### REQUIRED WORK
Transcribe each line of the material with no alterations.

==*==

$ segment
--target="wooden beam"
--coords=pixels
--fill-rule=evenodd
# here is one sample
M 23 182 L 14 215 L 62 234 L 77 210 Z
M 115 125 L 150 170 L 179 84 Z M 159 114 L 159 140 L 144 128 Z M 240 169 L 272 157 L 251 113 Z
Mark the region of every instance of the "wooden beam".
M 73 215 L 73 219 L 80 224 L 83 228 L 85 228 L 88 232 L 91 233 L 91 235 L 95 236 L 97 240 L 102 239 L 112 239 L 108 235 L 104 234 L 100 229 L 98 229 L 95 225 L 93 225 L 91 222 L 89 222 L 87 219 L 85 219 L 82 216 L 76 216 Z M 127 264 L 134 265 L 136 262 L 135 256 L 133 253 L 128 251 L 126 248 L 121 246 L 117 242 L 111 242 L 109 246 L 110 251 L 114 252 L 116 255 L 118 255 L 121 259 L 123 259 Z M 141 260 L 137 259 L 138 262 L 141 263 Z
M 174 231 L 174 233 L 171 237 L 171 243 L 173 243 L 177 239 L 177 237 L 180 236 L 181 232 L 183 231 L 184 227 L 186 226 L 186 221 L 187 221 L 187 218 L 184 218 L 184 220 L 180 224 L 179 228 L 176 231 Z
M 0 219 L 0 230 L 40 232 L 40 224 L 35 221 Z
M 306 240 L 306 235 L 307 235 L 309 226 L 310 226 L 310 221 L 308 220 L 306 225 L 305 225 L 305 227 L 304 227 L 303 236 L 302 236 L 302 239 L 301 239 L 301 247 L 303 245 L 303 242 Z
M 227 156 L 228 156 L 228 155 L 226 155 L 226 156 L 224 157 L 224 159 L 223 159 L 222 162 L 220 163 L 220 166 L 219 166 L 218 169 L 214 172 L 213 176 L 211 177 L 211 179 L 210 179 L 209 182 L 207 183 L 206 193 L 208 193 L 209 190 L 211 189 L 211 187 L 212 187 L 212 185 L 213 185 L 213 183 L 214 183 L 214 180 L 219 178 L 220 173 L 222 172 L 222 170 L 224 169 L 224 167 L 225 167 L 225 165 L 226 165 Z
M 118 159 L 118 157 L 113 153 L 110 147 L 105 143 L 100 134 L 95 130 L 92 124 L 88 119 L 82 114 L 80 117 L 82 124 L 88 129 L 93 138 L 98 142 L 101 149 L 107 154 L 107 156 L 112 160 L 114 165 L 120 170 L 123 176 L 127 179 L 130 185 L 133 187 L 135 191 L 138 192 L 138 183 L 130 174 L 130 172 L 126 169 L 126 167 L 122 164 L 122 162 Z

==*==

### SOLUTION FOR THIS PROBLEM
$ segment
--target="wooden beam"
--coords=pixels
--fill-rule=evenodd
# here is one sample
M 23 182 L 14 215 L 62 234 L 77 210 Z
M 115 125 L 150 170 L 179 84 Z M 159 114 L 159 140 L 144 128 Z M 240 169 L 272 157 L 251 113 Z
Mark the region of every instance of the "wooden beam".
M 73 215 L 73 219 L 80 224 L 83 228 L 85 228 L 88 232 L 91 233 L 91 235 L 95 236 L 97 240 L 102 239 L 112 239 L 108 235 L 104 234 L 100 229 L 98 229 L 95 225 L 93 225 L 91 222 L 89 222 L 87 219 L 85 219 L 82 216 L 76 216 Z M 127 264 L 134 265 L 136 262 L 135 256 L 133 253 L 128 251 L 126 248 L 121 246 L 117 242 L 111 242 L 109 246 L 110 251 L 114 252 L 116 255 L 118 255 L 121 259 L 123 259 Z M 141 260 L 137 259 L 138 262 L 141 263 Z
M 174 231 L 174 233 L 171 237 L 171 243 L 173 243 L 177 239 L 177 237 L 180 236 L 181 232 L 183 231 L 184 227 L 186 226 L 186 221 L 187 221 L 187 218 L 184 218 L 184 220 L 180 224 L 179 228 L 176 231 Z
M 0 219 L 0 230 L 40 232 L 40 224 L 35 221 Z
M 306 240 L 306 235 L 307 235 L 309 226 L 310 226 L 310 221 L 308 220 L 306 225 L 305 225 L 305 227 L 304 227 L 303 236 L 302 236 L 302 239 L 301 239 L 301 247 L 303 245 L 303 242 Z
M 227 156 L 228 156 L 228 155 L 226 155 L 226 156 L 224 157 L 224 159 L 223 159 L 222 162 L 220 163 L 220 166 L 219 166 L 218 169 L 214 172 L 213 176 L 211 177 L 211 179 L 210 179 L 209 182 L 207 183 L 206 193 L 208 193 L 209 190 L 211 189 L 211 187 L 212 187 L 212 185 L 213 185 L 213 183 L 214 183 L 214 180 L 219 178 L 220 173 L 222 172 L 222 170 L 224 169 L 224 167 L 225 167 L 225 165 L 226 165 Z
M 118 159 L 118 157 L 113 153 L 110 147 L 105 143 L 100 134 L 95 130 L 92 124 L 88 119 L 82 114 L 80 117 L 82 124 L 88 129 L 93 138 L 98 142 L 101 149 L 107 154 L 107 156 L 112 160 L 114 165 L 120 170 L 123 176 L 127 179 L 130 185 L 133 187 L 135 191 L 138 192 L 138 183 L 130 174 L 130 172 L 126 169 L 126 167 L 122 164 L 122 162 Z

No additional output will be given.